:: ACTIVITY ::
An identical transcription of the records is required.

Saved data entries
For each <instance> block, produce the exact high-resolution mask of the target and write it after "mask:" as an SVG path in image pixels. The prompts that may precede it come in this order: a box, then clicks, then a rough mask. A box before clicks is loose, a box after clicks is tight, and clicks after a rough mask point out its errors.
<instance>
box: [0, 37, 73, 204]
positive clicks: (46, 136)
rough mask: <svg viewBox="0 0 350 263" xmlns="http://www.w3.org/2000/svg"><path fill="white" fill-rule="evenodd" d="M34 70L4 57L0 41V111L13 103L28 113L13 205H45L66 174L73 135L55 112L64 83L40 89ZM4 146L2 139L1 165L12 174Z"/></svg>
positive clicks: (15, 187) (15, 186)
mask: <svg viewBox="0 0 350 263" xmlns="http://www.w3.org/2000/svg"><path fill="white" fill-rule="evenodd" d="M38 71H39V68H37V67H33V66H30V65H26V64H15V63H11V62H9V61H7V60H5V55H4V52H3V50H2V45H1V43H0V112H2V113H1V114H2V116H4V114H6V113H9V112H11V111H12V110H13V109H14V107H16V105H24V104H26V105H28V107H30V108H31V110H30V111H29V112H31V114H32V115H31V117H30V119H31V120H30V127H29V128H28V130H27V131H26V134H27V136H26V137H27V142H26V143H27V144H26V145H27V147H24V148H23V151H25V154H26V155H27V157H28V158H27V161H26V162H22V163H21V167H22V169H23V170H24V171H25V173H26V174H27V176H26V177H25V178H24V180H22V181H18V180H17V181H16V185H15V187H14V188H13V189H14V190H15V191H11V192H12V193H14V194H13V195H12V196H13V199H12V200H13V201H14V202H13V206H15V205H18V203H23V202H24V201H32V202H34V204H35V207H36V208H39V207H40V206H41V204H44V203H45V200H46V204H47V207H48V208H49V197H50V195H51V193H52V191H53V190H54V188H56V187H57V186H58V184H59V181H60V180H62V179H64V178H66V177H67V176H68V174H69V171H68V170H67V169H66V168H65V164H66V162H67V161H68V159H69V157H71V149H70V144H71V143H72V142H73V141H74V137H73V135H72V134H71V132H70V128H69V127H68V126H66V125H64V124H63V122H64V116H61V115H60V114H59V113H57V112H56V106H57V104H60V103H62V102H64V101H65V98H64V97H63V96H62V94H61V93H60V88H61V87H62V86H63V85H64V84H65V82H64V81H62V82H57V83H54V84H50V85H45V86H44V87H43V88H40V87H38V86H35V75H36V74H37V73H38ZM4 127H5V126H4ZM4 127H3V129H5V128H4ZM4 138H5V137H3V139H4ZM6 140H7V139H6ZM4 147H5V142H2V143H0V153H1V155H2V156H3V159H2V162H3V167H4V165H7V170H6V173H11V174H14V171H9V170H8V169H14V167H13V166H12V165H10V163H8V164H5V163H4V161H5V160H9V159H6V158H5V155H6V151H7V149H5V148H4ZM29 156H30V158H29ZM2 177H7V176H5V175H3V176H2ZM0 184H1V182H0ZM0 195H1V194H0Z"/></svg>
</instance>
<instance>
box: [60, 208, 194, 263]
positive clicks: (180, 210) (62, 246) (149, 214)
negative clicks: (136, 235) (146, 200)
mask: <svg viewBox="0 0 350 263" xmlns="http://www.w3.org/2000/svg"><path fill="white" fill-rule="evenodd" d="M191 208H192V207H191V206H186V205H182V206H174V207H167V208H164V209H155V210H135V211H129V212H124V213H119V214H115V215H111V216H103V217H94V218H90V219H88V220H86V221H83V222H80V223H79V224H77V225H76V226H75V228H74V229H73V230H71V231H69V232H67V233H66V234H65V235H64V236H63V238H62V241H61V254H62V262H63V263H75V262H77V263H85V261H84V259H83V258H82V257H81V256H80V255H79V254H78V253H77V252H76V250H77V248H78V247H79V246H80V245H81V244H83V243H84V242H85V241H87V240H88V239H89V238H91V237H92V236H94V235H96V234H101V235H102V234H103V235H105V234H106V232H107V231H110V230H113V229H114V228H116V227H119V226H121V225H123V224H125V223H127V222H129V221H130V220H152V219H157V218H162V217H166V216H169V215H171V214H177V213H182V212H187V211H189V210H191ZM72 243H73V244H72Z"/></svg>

:: ANSWER TO THIS TASK ::
For each <instance> block, produce the exact high-resolution mask of the target and write it after "mask:" as an SVG path in image pixels. The prompts that may precede it come in this order: a box, then clicks, then a rough mask. A box before clicks is loose, a box after clicks is tight, and clicks after a rough mask point out its errors.
<instance>
box: [0, 37, 73, 204]
positive clicks: (46, 136)
rough mask: <svg viewBox="0 0 350 263" xmlns="http://www.w3.org/2000/svg"><path fill="white" fill-rule="evenodd" d="M34 70L4 57L0 41V111L13 103L28 113L13 205H45L66 174L73 135L55 112L64 83L40 89ZM4 146L2 139L1 165L12 174Z"/></svg>
positive clicks: (15, 187) (15, 186)
mask: <svg viewBox="0 0 350 263" xmlns="http://www.w3.org/2000/svg"><path fill="white" fill-rule="evenodd" d="M38 71H39V68H37V67H33V66H30V65H26V64H15V63H11V62H9V61H7V60H5V55H4V52H3V50H2V45H1V43H0V112H2V113H1V114H2V116H4V114H6V113H9V112H11V111H12V110H13V109H14V107H16V105H24V104H26V105H28V107H30V108H31V110H30V111H29V112H31V114H32V115H31V117H30V119H31V120H30V127H29V128H28V130H27V131H26V134H27V136H26V137H27V142H26V143H27V144H26V145H27V147H24V148H23V151H25V154H26V155H27V157H28V158H27V161H26V162H22V163H21V167H22V169H23V170H24V171H25V173H26V174H27V176H26V177H25V178H24V180H22V181H18V180H17V181H16V185H15V187H14V188H13V189H14V190H15V191H11V192H12V193H14V194H13V195H12V196H13V199H12V200H13V201H14V202H13V206H15V205H18V203H23V202H24V201H32V202H34V204H35V207H36V208H39V207H40V206H41V204H44V203H45V200H46V204H47V207H48V208H49V197H50V195H51V193H52V191H53V190H54V188H56V187H57V186H58V184H59V181H60V180H62V179H64V178H66V177H67V176H68V174H69V171H68V170H67V169H66V168H65V164H66V162H67V161H68V159H69V157H71V149H70V144H71V143H72V142H73V141H74V137H73V135H72V134H71V132H70V128H69V127H68V126H66V125H64V124H63V122H64V116H61V115H60V114H59V113H57V112H56V106H57V104H60V103H62V102H64V101H65V98H64V97H63V96H62V94H61V93H60V88H61V87H62V86H63V85H64V84H65V82H64V81H62V82H57V83H54V84H50V85H45V86H44V87H43V88H40V87H38V86H35V75H36V74H37V73H38ZM4 127H5V126H4ZM4 127H3V129H5V128H4ZM4 138H5V137H3V139H4ZM6 140H7V139H6ZM4 147H5V142H2V143H0V153H1V155H2V156H3V159H2V162H3V167H4V165H7V170H6V173H11V174H14V171H9V170H8V169H14V167H13V166H12V165H10V163H8V164H5V163H4V161H5V160H9V159H6V158H5V155H6V151H7V149H5V148H4ZM29 156H30V158H29ZM2 177H7V176H5V175H3V176H2ZM0 184H1V182H0ZM0 195H1V194H0Z"/></svg>
</instance>
<instance>
box: [60, 208, 194, 263]
positive clicks: (180, 210) (62, 246) (149, 214)
negative clicks: (136, 235) (146, 200)
mask: <svg viewBox="0 0 350 263" xmlns="http://www.w3.org/2000/svg"><path fill="white" fill-rule="evenodd" d="M191 208H192V207H191V206H186V205H182V206H174V207H167V208H164V209H155V210H135V211H129V212H124V213H119V214H115V215H111V216H103V217H94V218H90V219H88V220H86V221H83V222H80V223H79V224H77V225H76V226H75V228H74V229H73V230H71V231H69V232H67V233H66V234H65V235H64V236H63V238H62V241H61V254H62V262H63V263H75V262H77V263H85V261H84V259H83V258H82V257H81V256H80V255H79V254H78V253H77V252H76V250H77V248H78V247H79V246H80V245H81V244H83V243H84V242H85V241H87V240H88V239H89V238H91V237H92V236H94V235H96V234H101V235H102V234H103V235H105V234H106V232H107V231H110V230H113V229H114V228H116V227H119V226H121V225H123V224H125V223H127V222H129V221H130V220H152V219H157V218H162V217H166V216H169V215H171V214H177V213H182V212H187V211H189V210H191ZM72 243H73V244H72Z"/></svg>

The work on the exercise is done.